## Exercise passage

☆ ☆ ☆ ☆ ☆

‘Be Satisfied with Your Wages’

I’d never noticed this before, but after reading this passage from Luke 3 on the Slacktivist blog, something dawned on me. First, the passage:

And the crowds asked [John the Baptist], “What then should we do?”

In reply he said to them, “Whoever has two coats must share with anyone who has none; and whoever has food must do likewise.”

Even tax-collectors came to be baptized, and they asked him, “Teacher, what should we do?”

He said to them, “Collect no more than the amount prescribed for you.”

Soldiers also asked him, “And we, what should we do?”

He said to them, “Do not extort money from anyone by threats or false accusation, and be satisfied with your wages.”

John had been preaching to the crowds to repent because the kingdom of heaven was at hand and God would soon begin to bring justice into the world. Naturally, this prompted the questions from the crowd, which apparently included some soldiers to whom John said to not rob people and be content with their wages.

And that’s when it hit me: if you want to follow Jesus, then be content with what you’re making.

I’ve never heard a person say that their current salary is enough, especially in this economy. (I’m not saying they don’t exist, but I personally don’t know them.) Sometimes, you might hear a pastor talk about following the call of God in your life, even if that means going somewhere where you’d make far less money that you could if you stayed in your current job.

I don’t know how many people take that part of the sermon seriously. I’m pretty sure I’d have a rough time with it.

Be satisfied with your wages.

I don’t think John means that we should accept injustice when it comes to pay inequality. I think he means that people who are making what they deserve ought to thankful for what they have and to stop living a life in which you’re always looking for more and never content with what you have.

For the Roman soldiers, this meant no longer stealing from people to satisfy their greed.

What does it mean for us?

Right now, it probably means that you need to stop complaining about the fact that you never have enough money to do anything. “Anything” tends to mean going out to eat, to movies, taking road trips to the beach every other weekend, etc.

Maybe you think I’m being insensitive there, but hear me out. The fact that you refer to entertainment and not to necessities (such as paying for bills, medical insurance, and the like) means that you have at least enough money to support yourself. You’re not avoiding paying your bills because you have enough money to pay them. You might not have much more after you pay for them, but you have enough.

☆ ☆ ☆ ☆ ☆

## Listed records
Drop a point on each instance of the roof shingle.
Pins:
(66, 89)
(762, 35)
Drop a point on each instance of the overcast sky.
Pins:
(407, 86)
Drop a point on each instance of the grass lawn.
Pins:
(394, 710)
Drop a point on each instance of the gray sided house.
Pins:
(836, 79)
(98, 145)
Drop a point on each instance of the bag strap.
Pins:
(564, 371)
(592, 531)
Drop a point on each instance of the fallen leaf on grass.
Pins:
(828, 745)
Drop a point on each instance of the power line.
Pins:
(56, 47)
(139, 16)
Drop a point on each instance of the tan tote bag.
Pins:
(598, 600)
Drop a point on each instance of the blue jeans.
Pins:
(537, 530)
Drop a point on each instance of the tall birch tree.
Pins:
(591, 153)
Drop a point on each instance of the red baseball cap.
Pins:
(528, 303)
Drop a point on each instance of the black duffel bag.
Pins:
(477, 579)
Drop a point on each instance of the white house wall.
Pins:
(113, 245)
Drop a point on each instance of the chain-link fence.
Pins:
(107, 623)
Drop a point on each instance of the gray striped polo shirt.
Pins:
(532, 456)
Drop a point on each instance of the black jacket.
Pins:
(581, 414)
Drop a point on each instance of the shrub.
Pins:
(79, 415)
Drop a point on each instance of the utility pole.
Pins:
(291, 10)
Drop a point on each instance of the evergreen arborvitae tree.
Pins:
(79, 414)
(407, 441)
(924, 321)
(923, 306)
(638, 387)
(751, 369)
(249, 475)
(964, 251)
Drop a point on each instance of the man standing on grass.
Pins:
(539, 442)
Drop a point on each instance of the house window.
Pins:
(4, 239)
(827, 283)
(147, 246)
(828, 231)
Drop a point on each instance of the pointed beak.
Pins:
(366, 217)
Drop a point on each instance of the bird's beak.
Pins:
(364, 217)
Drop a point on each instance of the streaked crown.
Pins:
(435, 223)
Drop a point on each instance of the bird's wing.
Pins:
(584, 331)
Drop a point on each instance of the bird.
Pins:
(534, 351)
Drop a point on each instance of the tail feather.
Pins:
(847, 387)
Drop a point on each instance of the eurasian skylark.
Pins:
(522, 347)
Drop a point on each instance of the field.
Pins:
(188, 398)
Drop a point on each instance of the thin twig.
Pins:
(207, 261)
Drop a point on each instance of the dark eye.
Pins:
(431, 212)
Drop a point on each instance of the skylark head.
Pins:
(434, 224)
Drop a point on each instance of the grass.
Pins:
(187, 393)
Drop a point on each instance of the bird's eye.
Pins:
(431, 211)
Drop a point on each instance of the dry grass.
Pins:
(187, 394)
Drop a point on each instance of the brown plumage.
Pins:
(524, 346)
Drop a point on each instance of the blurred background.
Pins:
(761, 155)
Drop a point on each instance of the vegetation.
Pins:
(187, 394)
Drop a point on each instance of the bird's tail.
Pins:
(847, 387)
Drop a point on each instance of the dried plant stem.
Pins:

☆ ☆ ☆ ☆ ☆

## Required actions
a) From the Luke 3 reflection, quote the text from "Right now, it" up to and including "you have enough.".
b) Answer these questions on the Luke 3 reflection:
(i) What did John tell the tax collectors to do?
(ii) According to the Luke 3 reflection, what did being satisfied with their wages mean for the Roman soldiers?
(iii) What does "anything" tend to mean when people complain about never having enough money?
The items have no part in this exercise.

## Results
a)
Right now, it probably means that you need to stop complaining about the fact that you never have enough money to do anything. “Anything” tends to mean going out to eat, to movies, taking road trips to the beach every other weekend, etc.

Maybe you think I’m being insensitive there, but hear me out. The fact that you refer to entertainment and not to necessities (such as paying for bills, medical insurance, and the like) means that you have at least enough money to support yourself. You’re not avoiding paying your bills because you have enough money to pay them. You might not have much more after you pay for them, but you have enough.

b)
(i) Collect no more than the amount prescribed for them.
(ii) No longer stealing from people to satisfy their greed.
(iii) Going out to eat, to movies, and taking road trips to the beach every other weekend.